**Questions on the material:**
(1) According to the workflow excerpt, what value does the gen_file rule assign to the load resource?
(2) Convert every line of the records below into a JSON list of strings, one string per line, and omit blank lines.

Top of Selected excerpt

SAMPLE_NAMES = [f"file_{x:d}" for x in range(1,5)]
OUTPUT_DIR = "results_test"

# start --------------------------------------------------------------------------------------------
rule all:
    message: "All target files have been generated/updated"
    default_target: True
    threads: 1
    input:
        expand("{project}/{sample}.txt", sample=SAMPLE_NAMES, project=OUTPUT_DIR)

rule gen_file:
    output:
        "{project}/{sample}.txt"
    threads: 1
    resources:
        load = 100
    shell:
        'printf "now: %s\n" "$(date)" > {output:q}'

run.sh

#!/usr/bin/env bash

set -o nounset
set -o errexit
set -o pipefail

extra_params=${@:1}
# set this script path as the working directory
cd -P -- $(dirname "$0")

Bottom of Selected excerpt
Top of Source records

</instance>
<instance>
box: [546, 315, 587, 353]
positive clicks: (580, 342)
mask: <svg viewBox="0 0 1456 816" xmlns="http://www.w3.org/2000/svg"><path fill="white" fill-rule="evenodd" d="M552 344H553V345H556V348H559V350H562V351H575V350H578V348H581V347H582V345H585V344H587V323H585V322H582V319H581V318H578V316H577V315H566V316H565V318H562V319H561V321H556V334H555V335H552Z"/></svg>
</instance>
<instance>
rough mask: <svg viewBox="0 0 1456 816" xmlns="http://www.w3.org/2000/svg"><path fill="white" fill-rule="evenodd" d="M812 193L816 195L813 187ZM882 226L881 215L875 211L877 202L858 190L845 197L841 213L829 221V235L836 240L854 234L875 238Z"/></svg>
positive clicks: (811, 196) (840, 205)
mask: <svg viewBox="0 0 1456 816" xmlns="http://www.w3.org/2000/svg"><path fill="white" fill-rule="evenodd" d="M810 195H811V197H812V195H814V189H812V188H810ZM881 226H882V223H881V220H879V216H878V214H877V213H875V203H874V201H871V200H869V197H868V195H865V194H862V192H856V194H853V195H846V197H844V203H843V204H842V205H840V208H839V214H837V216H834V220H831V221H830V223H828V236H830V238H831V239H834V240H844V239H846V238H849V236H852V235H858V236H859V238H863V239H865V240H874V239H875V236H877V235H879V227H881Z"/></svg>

Bottom of Source records

**Solution list:**
(1) 100

(2)
[
  "</instance>",
  "<instance>",
  "box: [546, 315, 587, 353]",
  "positive clicks: (580, 342)",
  "mask: <svg viewBox=\"0 0 1456 816\" xmlns=\"http://www.w3.org/2000/svg\"><path fill=\"white\" fill-rule=\"evenodd\" d=\"M552 344H553V345H556V348H559V350H562V351H575V350H578V348H581V347H582V345H585V344H587V323H585V322H582V319H581V318H578V316H577V315H566V316H565V318H562V319H561V321H556V334H555V335H552Z\"/></svg>",
  "</instance>",
  "<instance>",
  "rough mask: <svg viewBox=\"0 0 1456 816\" xmlns=\"http://www.w3.org/2000/svg\"><path fill=\"white\" fill-rule=\"evenodd\" d=\"M812 193L816 195L813 187ZM882 226L881 215L875 211L877 202L858 190L845 197L841 213L829 221V235L836 240L854 234L875 238Z\"/></svg>",
  "positive clicks: (811, 196) (840, 205)",
  "mask: <svg viewBox=\"0 0 1456 816\" xmlns=\"http://www.w3.org/2000/svg\"><path fill=\"white\" fill-rule=\"evenodd\" d=\"M810 195H811V197H812V195H814V189H812V188H810ZM881 226H882V223H881V220H879V216H878V214H877V213H875V203H874V201H871V200H869V197H868V195H865V194H862V192H856V194H853V195H846V197H844V203H843V204H842V205H840V208H839V214H837V216H834V220H831V221H830V223H828V236H830V238H831V239H834V240H844V239H846V238H849V236H852V235H858V236H859V238H863V239H865V240H874V239H875V236H877V235H879V227H881Z\"/></svg>"
]